WRITTEN INSTRUCTION: From the rows below, please reproduce word for word everything from the line containing "In the photo above, where can the white" down to the line containing "pixel 509 449", including both of those lines.

DATA IN THIS EXERCISE:
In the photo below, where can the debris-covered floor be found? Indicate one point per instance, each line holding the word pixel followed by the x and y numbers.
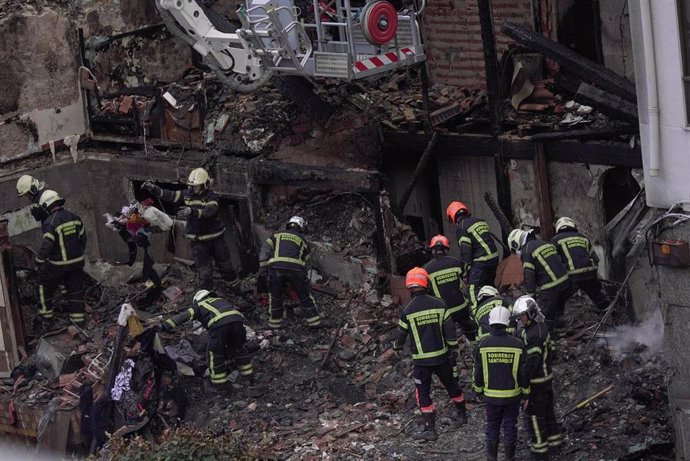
pixel 316 397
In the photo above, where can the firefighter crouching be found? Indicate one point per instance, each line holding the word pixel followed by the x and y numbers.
pixel 226 334
pixel 283 260
pixel 541 417
pixel 445 277
pixel 499 374
pixel 424 318
pixel 60 258
pixel 580 259
pixel 33 189
pixel 204 229
pixel 546 277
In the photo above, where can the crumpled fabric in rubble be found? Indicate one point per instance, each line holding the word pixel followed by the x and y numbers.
pixel 123 381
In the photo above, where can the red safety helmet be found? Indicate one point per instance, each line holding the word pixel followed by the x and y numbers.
pixel 417 277
pixel 439 240
pixel 454 208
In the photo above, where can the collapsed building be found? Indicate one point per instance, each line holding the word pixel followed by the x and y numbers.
pixel 103 98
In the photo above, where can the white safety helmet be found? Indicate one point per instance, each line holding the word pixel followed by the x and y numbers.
pixel 297 221
pixel 201 294
pixel 48 198
pixel 499 315
pixel 565 222
pixel 517 239
pixel 486 291
pixel 198 177
pixel 27 184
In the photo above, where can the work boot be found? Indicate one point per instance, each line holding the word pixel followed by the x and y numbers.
pixel 429 431
pixel 491 450
pixel 460 417
pixel 509 449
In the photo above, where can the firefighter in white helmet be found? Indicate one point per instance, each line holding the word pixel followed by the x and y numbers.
pixel 60 258
pixel 580 259
pixel 500 374
pixel 542 421
pixel 199 206
pixel 32 188
pixel 283 261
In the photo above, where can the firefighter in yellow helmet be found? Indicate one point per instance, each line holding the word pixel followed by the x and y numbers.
pixel 199 206
pixel 33 189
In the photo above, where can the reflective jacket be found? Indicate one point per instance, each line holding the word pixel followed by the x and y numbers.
pixel 499 369
pixel 539 346
pixel 425 319
pixel 211 312
pixel 203 224
pixel 285 250
pixel 577 253
pixel 64 240
pixel 476 244
pixel 543 267
pixel 445 279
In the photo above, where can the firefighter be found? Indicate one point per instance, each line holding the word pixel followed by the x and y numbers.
pixel 477 248
pixel 581 260
pixel 60 258
pixel 32 188
pixel 544 272
pixel 487 299
pixel 283 260
pixel 425 319
pixel 226 334
pixel 204 228
pixel 445 276
pixel 499 374
pixel 541 417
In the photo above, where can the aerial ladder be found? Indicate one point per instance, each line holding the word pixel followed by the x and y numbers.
pixel 276 37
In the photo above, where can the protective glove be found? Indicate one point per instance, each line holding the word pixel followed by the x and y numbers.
pixel 151 188
pixel 184 212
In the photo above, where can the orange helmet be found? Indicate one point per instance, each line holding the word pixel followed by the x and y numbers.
pixel 454 208
pixel 417 277
pixel 439 240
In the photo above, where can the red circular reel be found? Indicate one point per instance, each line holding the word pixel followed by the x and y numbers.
pixel 379 22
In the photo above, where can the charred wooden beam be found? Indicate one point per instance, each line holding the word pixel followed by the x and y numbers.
pixel 577 64
pixel 398 144
pixel 609 104
pixel 314 177
pixel 541 183
pixel 486 21
pixel 585 134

TASK SOLUTION:
In the photo above, where can the white safety helmet be found? Indicate one point per instance, each line holding the word pixel followed by the x and y numbers.
pixel 297 221
pixel 201 294
pixel 48 198
pixel 499 315
pixel 565 222
pixel 517 239
pixel 486 291
pixel 198 177
pixel 27 184
In the photo above, where can the work boot be found? Indicate one point per instance, each line holding the word pixel followed by the x and y numbers.
pixel 429 431
pixel 491 450
pixel 460 417
pixel 509 449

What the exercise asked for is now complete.